%%

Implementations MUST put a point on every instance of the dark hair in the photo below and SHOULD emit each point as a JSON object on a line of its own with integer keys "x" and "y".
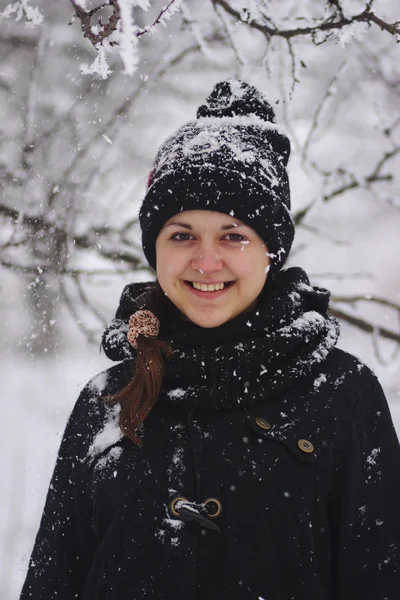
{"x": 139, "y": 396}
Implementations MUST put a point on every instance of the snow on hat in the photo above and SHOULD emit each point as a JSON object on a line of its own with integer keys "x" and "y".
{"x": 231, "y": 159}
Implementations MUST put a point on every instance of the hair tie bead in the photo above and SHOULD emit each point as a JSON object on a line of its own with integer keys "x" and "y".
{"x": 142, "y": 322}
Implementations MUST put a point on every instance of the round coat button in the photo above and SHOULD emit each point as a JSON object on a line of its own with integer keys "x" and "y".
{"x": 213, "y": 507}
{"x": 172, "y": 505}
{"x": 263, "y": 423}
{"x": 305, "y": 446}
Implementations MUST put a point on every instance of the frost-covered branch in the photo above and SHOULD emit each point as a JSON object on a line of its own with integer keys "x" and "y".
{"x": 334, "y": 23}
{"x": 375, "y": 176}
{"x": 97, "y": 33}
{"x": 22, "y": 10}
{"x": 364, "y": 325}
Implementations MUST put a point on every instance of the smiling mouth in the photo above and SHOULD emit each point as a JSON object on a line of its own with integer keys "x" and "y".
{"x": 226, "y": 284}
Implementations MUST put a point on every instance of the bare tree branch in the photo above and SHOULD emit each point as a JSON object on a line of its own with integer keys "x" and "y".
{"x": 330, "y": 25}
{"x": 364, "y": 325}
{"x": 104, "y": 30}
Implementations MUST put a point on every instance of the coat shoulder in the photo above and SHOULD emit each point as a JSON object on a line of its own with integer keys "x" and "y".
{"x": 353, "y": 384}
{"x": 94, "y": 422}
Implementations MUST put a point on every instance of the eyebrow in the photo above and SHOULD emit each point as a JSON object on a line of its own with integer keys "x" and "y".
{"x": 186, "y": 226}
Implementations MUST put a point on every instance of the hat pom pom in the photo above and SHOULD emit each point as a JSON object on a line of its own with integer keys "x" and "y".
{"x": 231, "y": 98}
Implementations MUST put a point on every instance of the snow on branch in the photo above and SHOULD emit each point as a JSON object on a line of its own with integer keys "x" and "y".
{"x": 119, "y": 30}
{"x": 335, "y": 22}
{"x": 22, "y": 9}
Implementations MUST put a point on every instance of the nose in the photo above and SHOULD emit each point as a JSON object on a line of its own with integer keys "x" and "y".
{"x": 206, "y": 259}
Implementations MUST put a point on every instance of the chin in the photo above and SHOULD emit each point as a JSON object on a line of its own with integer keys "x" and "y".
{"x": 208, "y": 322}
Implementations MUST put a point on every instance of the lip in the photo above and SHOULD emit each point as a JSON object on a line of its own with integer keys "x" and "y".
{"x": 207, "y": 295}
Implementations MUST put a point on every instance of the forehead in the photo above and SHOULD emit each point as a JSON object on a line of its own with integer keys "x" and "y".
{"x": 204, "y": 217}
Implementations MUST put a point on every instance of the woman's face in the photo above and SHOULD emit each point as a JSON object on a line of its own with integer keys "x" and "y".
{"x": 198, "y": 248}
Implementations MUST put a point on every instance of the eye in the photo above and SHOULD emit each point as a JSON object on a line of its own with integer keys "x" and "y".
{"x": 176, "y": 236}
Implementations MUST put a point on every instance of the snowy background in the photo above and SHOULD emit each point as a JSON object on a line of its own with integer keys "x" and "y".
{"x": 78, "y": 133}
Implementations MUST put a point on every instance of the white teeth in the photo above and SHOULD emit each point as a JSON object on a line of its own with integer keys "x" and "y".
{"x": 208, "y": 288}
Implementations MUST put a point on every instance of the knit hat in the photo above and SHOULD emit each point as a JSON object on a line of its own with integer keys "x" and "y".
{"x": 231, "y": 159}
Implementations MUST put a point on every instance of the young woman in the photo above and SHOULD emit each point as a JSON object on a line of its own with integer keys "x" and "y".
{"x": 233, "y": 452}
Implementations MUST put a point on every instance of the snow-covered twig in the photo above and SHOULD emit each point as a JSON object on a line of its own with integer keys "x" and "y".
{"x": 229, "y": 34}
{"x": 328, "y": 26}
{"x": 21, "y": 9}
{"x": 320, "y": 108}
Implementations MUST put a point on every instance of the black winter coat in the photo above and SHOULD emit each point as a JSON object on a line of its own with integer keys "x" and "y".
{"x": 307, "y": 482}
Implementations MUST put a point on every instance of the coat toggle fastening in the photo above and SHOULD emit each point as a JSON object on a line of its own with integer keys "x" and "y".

%%

Write out all of the items again with every "photo" changed to "image" and nothing else changed. Leave the pictures out.

## [Solution for this task]
Implementations MUST put a point on every instance of the dark hair in the image below and SHOULD emit each point as a JSON object on a line of its own with integer keys "x" and "y".
{"x": 139, "y": 396}
Implementations MUST put a point on every instance of the snow on hat in the image above and SHOULD emit each point as a JSON object on a line of its own with integer keys "x" and "y".
{"x": 231, "y": 159}
Implementations MUST put a point on every instance of the hair tie bead in the image above and SHOULD emit each point as a JSON object on a line of its own with integer keys "x" and "y".
{"x": 142, "y": 322}
Implementations MUST put a point on every instance of the round coat button in the image above and SHOULD emit each point as a JSON object on a line of its own with integer keys "x" and "y".
{"x": 213, "y": 507}
{"x": 172, "y": 505}
{"x": 263, "y": 423}
{"x": 305, "y": 446}
Implementations MUST put a point on every instance of the frost-covered branch in the image above and SHOULD emit each point as a JSON object on a line of its own with integer keys "x" and "y".
{"x": 334, "y": 23}
{"x": 375, "y": 176}
{"x": 97, "y": 33}
{"x": 22, "y": 10}
{"x": 364, "y": 325}
Implementations MUST put a point on every instance of the smiling mouth in the image above and SHOULD emit each point as a JSON object on a line of its own with integer keys "x" and "y".
{"x": 226, "y": 284}
Implementations MUST put a point on every instance of the bare tree branch in the image above and SHOULD emit each point as a JSON object on a line of its own with integer keys "x" and "y".
{"x": 330, "y": 25}
{"x": 364, "y": 325}
{"x": 104, "y": 30}
Implementations MUST put a point on every instance of the coat shoulder in the image above and SHOULD emit each point as a JSON object on a line of its own with integer keys "x" and "y".
{"x": 353, "y": 384}
{"x": 94, "y": 422}
Implementations MUST put a point on every instance of the eyebrow in the image above and SHOULD emit each point as a JSON object on a line of its own with integer keys "x" and "y".
{"x": 186, "y": 226}
Implementations MUST put a point on every instance of the hat pom pom in the image above and SHOULD emit each point as a JSON object on a line of its own with integer keys "x" and "y".
{"x": 231, "y": 98}
Implementations MUST put a point on every instance of the snow on branch in the image above and SHOULD emit each point as a JSON object on a line of its own with integer keys "x" and "y".
{"x": 119, "y": 30}
{"x": 335, "y": 22}
{"x": 22, "y": 9}
Implementations MUST put a point on every instance of the nose in the image above and SHOULD emit each point as a JSON object on a line of its own with integer keys "x" and "y".
{"x": 206, "y": 259}
Implementations MUST put a point on every instance of the chin in the image above and SHOULD emit each point as a JSON object on a line of its own with integer keys "x" and "y".
{"x": 208, "y": 322}
Implementations MUST put a point on every instance of the lip in the image above and SHOULD emit each point as a JSON object on a line of its own with integer keys "x" and "y".
{"x": 207, "y": 295}
Implementations MUST put a point on every instance of the forehead in the image above and SHOULD emit each point as a JSON object on a line of its own with integer keys "x" and "y".
{"x": 204, "y": 217}
Implementations MUST put a point on every instance of the woman's face in the image above and SHOULD emit each point as a JSON object on a line of its own with integer keys "x" and "y".
{"x": 198, "y": 248}
Implementations MUST put a point on every instance of the eye in the image above and SHOULD emit each point as a JSON object on a line of its own with integer keys "x" and "y".
{"x": 176, "y": 236}
Implementations MUST put a point on every instance of the snowy background in the image above and SHOULD emit each point as a JSON object on a line of its own with integer keys "x" and "y".
{"x": 78, "y": 133}
Implementations MUST put a point on every instance of the white teeth in the image above and SHOULD emit each point as a JSON object on a line of its own with integer keys "x" and "y".
{"x": 208, "y": 288}
Implementations MUST put a point on every instance of the knit hat in the image above and SHOULD emit each point as a JSON object on a line of its own with integer keys "x" and "y".
{"x": 231, "y": 159}
Implementations MUST put a point on every instance of the young woman in the image above and SHOULD emit each point as a JSON object on a line of its own with integer keys "x" and "y".
{"x": 233, "y": 452}
Implementations MUST put a point on every instance of the snow-covered twig in the image above and SHOULD emit each point as a JSON object on a line of its own with integer keys "x" and "y".
{"x": 229, "y": 34}
{"x": 328, "y": 26}
{"x": 21, "y": 9}
{"x": 320, "y": 108}
Implementations MUST put a point on every instance of the black winter coat in the image above and SHOULD emit each point as a JSON object on a line of its own with integer keys "x" and "y".
{"x": 307, "y": 482}
Implementations MUST put a point on every instance of the coat toggle fastening in the image above and SHOULD emit each point as a JSON object on a line of its own with integer keys "x" and "y".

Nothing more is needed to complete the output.